INSTRUCTION. Rewrite the part that opens with the line containing "Given the image provided below, your" and closes with the line containing "left=178, top=93, right=467, bottom=310", putting "stone arch surround" in place of "stucco arch surround" and keeping everything else the same. Leave the picture out of your answer.

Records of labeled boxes
——
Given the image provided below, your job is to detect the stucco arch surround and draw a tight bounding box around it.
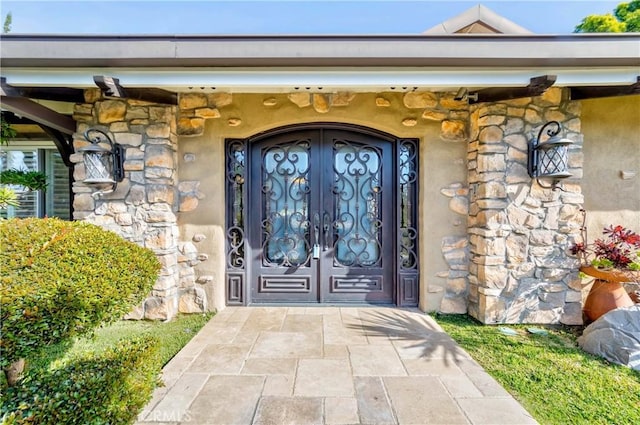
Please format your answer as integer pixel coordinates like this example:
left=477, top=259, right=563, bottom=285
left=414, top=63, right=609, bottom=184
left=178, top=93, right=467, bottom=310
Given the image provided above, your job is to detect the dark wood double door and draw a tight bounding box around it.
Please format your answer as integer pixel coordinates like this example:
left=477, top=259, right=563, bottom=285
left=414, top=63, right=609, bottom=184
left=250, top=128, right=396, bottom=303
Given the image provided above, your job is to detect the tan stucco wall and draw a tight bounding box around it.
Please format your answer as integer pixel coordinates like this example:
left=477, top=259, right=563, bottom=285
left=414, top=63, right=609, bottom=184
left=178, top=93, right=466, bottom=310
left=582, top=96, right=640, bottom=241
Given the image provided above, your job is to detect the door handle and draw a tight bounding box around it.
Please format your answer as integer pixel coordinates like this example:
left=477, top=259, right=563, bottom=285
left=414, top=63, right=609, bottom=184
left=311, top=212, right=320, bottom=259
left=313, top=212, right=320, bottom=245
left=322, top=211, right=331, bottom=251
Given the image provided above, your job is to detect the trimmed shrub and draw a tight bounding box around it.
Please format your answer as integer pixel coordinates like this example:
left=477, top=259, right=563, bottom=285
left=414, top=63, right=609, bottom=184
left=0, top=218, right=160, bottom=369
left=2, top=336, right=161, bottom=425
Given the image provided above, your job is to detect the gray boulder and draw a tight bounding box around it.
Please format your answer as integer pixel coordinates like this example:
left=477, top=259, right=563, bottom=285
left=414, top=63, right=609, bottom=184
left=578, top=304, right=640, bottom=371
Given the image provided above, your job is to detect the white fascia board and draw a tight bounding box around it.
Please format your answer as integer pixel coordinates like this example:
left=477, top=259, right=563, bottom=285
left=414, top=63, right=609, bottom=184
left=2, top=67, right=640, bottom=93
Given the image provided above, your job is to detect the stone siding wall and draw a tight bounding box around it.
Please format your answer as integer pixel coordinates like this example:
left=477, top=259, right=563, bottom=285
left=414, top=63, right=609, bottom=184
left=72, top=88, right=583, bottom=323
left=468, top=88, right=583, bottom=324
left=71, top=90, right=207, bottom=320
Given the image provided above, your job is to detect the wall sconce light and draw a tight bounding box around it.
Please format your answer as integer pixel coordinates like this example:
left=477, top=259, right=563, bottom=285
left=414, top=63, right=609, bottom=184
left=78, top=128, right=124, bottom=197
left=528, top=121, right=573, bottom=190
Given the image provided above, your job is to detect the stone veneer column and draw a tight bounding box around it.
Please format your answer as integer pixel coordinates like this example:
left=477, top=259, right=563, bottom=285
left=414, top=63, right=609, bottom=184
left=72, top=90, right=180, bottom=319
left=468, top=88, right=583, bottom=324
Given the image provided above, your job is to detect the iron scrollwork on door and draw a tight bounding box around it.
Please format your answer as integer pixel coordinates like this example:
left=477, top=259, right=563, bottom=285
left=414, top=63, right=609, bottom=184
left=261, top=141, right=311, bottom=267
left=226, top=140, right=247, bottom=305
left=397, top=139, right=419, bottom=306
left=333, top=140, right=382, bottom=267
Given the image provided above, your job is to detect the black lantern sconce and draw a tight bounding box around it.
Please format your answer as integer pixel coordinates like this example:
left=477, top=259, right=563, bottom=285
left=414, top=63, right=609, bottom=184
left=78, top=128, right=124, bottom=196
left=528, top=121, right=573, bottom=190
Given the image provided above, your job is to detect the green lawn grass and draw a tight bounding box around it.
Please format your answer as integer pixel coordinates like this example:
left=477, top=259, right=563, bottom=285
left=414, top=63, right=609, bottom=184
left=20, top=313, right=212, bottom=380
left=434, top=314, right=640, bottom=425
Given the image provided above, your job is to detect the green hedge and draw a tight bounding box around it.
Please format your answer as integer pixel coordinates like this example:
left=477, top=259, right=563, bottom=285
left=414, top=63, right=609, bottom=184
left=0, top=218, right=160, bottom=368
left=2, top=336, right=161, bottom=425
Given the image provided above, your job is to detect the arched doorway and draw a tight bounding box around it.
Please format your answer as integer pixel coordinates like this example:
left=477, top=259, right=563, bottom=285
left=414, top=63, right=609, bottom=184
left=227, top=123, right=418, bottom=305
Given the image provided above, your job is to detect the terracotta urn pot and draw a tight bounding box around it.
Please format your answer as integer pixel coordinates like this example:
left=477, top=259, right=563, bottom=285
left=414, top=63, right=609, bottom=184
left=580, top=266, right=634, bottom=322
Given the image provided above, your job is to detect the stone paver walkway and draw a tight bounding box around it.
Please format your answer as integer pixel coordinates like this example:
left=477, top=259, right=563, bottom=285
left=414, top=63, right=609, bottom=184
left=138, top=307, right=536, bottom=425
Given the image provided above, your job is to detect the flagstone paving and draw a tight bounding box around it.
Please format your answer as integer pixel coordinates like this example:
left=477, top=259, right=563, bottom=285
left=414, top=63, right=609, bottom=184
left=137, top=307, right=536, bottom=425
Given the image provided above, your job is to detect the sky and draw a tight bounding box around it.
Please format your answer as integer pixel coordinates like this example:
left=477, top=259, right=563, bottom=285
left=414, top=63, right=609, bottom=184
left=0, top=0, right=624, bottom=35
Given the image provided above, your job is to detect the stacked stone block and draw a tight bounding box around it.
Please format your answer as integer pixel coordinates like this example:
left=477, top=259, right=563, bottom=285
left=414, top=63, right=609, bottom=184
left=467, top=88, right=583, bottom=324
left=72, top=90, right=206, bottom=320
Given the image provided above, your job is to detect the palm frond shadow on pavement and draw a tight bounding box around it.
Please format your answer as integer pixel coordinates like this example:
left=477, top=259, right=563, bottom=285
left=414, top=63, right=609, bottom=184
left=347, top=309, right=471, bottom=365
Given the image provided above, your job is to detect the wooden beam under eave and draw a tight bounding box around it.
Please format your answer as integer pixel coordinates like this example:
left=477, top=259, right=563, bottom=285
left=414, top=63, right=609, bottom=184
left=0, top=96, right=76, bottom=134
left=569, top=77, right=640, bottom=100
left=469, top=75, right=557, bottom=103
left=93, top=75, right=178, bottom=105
——
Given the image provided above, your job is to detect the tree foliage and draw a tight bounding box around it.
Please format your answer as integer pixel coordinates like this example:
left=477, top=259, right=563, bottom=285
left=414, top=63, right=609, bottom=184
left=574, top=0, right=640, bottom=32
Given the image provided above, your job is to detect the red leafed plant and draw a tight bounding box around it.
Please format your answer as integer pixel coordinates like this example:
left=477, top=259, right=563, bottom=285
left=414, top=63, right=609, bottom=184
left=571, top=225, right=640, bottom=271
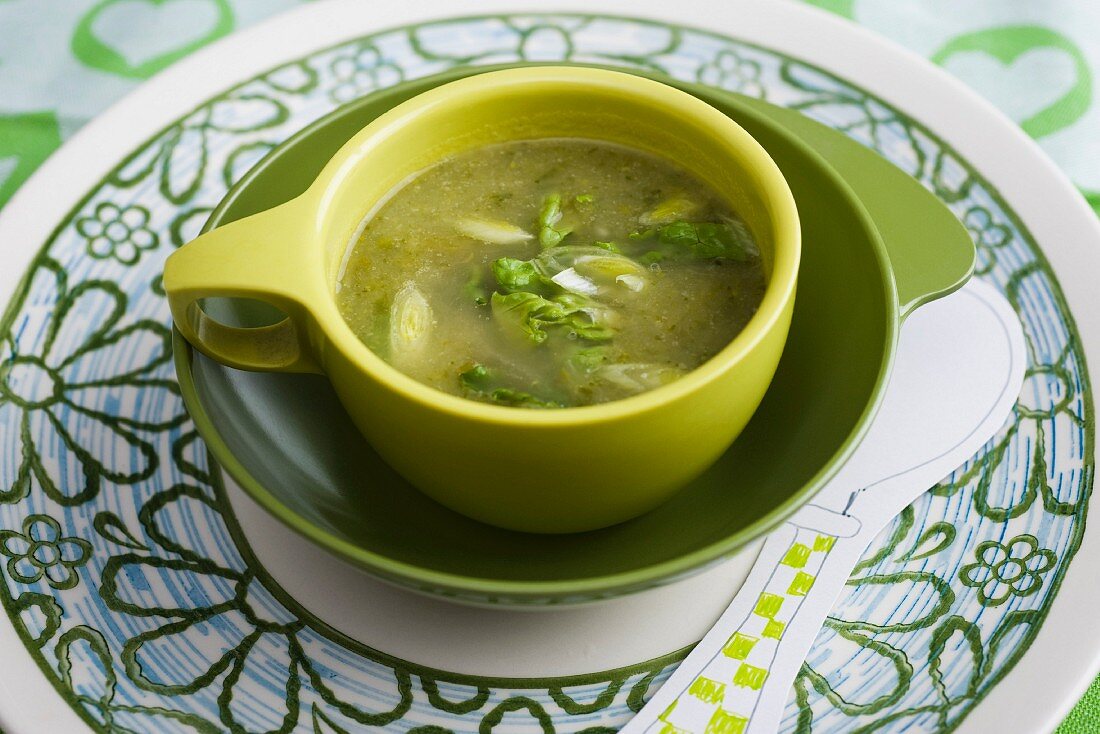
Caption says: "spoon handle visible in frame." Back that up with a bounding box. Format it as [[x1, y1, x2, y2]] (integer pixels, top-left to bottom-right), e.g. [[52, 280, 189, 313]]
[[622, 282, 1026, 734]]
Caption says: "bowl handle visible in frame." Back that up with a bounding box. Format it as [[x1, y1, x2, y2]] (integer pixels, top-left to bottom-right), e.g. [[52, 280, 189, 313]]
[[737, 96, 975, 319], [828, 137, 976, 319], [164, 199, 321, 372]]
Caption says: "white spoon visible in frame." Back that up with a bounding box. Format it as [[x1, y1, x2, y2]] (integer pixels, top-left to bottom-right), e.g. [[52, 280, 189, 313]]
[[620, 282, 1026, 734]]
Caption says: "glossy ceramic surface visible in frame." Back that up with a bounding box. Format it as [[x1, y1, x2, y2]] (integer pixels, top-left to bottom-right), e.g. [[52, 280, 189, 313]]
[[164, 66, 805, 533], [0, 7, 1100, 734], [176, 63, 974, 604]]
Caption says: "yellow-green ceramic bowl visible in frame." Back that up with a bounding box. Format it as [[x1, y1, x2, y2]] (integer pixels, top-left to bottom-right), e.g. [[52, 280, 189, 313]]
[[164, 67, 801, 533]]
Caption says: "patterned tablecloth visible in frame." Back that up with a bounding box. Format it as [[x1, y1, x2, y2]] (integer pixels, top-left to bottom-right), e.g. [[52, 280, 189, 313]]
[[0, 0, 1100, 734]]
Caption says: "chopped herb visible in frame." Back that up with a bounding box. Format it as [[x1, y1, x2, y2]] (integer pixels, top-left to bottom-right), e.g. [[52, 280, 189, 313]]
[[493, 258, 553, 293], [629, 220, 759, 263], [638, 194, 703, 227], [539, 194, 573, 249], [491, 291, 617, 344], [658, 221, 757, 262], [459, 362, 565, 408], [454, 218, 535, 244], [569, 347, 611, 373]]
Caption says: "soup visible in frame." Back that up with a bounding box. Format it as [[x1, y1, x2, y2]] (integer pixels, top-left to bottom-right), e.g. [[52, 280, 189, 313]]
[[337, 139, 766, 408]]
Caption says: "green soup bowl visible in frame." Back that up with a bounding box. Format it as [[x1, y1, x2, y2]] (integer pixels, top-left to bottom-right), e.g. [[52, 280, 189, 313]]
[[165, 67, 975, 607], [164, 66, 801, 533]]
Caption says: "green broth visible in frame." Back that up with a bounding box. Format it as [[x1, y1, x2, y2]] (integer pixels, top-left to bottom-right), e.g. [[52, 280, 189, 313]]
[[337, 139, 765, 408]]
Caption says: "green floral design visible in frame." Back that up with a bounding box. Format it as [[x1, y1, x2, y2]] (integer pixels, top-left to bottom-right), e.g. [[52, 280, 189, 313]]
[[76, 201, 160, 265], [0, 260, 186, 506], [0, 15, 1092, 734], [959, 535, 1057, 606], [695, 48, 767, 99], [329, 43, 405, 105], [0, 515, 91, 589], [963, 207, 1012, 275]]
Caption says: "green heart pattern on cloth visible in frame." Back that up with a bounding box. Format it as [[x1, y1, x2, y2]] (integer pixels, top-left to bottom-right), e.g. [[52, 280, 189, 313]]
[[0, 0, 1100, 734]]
——
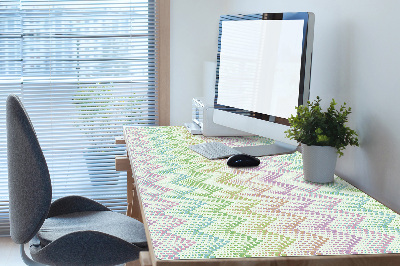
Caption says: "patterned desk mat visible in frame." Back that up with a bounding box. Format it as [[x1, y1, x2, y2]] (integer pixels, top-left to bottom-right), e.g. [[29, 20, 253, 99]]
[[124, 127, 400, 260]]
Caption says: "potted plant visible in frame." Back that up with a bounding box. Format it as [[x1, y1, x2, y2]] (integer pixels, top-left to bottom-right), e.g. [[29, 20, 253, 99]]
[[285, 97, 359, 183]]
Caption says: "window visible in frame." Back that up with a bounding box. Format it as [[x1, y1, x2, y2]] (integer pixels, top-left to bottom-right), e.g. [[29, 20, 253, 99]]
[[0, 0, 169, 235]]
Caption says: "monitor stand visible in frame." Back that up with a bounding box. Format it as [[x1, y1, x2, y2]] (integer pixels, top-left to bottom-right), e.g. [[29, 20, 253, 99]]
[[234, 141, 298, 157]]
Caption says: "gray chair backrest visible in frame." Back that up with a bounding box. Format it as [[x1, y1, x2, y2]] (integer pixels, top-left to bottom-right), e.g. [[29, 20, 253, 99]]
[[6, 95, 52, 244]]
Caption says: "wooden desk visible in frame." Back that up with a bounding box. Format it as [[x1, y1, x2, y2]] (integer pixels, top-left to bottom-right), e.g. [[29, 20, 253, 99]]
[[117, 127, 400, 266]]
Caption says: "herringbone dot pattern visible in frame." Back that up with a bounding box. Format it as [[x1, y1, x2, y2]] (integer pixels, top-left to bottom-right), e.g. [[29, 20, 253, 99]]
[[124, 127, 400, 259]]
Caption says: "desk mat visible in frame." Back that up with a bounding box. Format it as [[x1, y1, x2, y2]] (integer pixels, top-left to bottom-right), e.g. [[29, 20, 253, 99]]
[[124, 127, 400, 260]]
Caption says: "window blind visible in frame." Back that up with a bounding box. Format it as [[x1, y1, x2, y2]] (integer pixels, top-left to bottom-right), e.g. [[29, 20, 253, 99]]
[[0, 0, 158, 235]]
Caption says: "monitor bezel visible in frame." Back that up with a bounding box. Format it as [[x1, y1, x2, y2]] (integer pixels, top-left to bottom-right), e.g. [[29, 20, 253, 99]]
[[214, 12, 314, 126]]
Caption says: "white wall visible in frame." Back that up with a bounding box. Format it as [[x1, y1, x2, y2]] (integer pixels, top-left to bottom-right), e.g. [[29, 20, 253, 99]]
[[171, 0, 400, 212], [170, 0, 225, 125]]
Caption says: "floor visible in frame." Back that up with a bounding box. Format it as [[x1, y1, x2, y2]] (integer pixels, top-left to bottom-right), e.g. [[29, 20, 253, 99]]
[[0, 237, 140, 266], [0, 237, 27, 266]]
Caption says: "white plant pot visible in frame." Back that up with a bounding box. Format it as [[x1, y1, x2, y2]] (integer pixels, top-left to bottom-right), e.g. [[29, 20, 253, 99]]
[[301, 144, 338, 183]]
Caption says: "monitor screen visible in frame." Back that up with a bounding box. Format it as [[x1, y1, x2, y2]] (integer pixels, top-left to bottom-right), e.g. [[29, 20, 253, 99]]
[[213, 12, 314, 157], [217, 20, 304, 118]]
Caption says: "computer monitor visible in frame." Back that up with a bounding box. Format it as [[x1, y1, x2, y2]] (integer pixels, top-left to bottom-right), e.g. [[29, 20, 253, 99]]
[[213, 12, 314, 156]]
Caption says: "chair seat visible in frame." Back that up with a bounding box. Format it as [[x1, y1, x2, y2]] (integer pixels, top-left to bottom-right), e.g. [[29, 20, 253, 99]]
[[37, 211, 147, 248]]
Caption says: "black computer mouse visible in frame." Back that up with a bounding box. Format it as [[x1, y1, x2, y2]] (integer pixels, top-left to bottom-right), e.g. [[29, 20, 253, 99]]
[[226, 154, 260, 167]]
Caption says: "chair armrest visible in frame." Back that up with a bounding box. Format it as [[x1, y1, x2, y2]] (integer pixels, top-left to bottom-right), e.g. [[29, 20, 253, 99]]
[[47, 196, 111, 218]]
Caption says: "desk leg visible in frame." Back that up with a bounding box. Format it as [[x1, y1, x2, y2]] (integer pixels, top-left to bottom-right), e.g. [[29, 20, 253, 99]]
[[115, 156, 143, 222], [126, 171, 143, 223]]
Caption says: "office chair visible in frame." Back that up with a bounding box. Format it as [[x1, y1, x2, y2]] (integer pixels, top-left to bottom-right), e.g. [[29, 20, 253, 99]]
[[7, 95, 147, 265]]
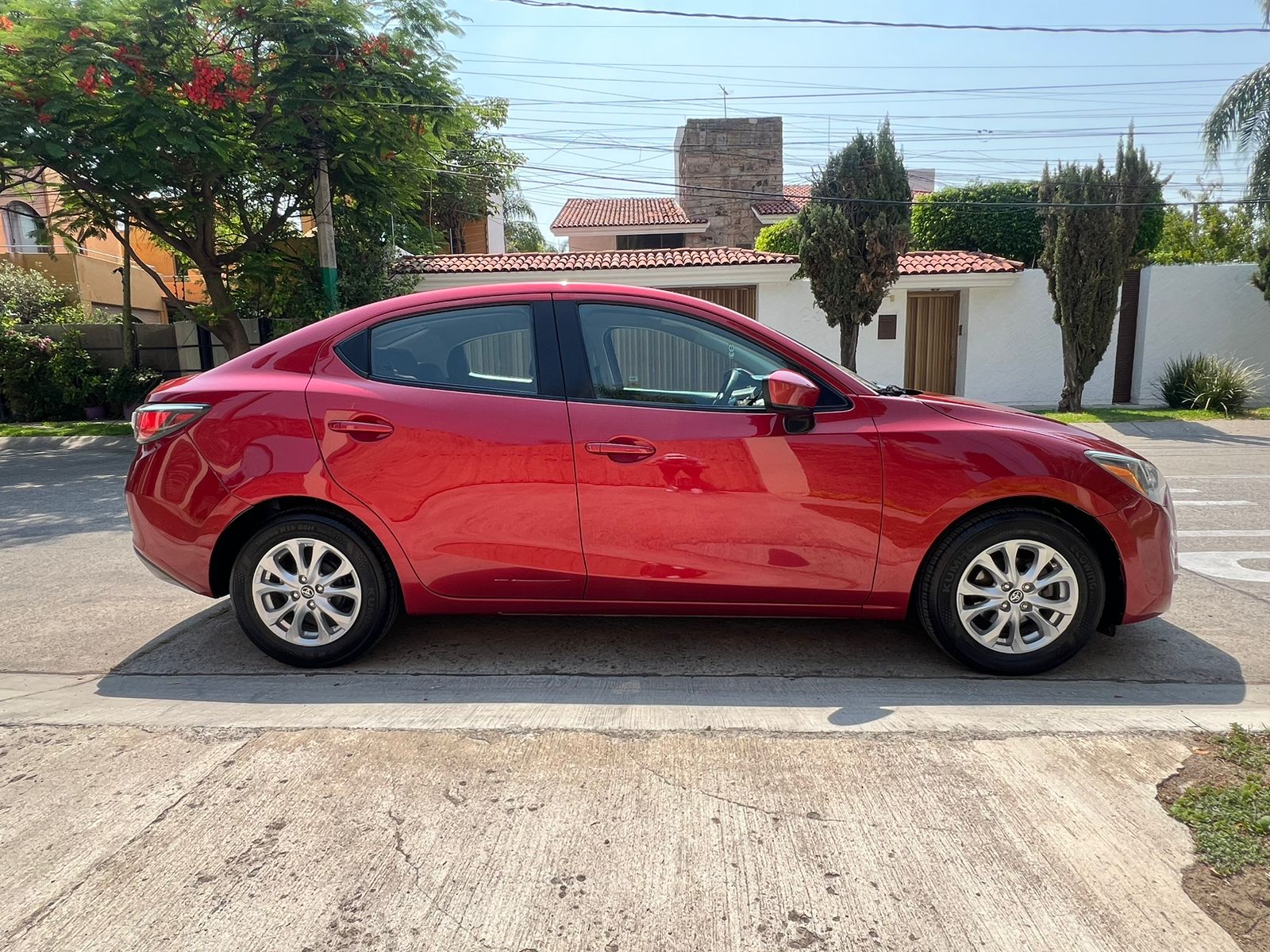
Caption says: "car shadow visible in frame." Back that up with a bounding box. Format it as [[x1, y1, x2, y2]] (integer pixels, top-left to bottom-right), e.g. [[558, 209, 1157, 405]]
——
CORRECT RESULT.
Given the image provided below, your job is to detect the stone arch surround and draw a tight bounding box around it.
Please format your answer as integer pixel coordinates like this example:
left=477, top=259, right=563, bottom=285
left=414, top=63, right=609, bottom=184
left=178, top=93, right=467, bottom=310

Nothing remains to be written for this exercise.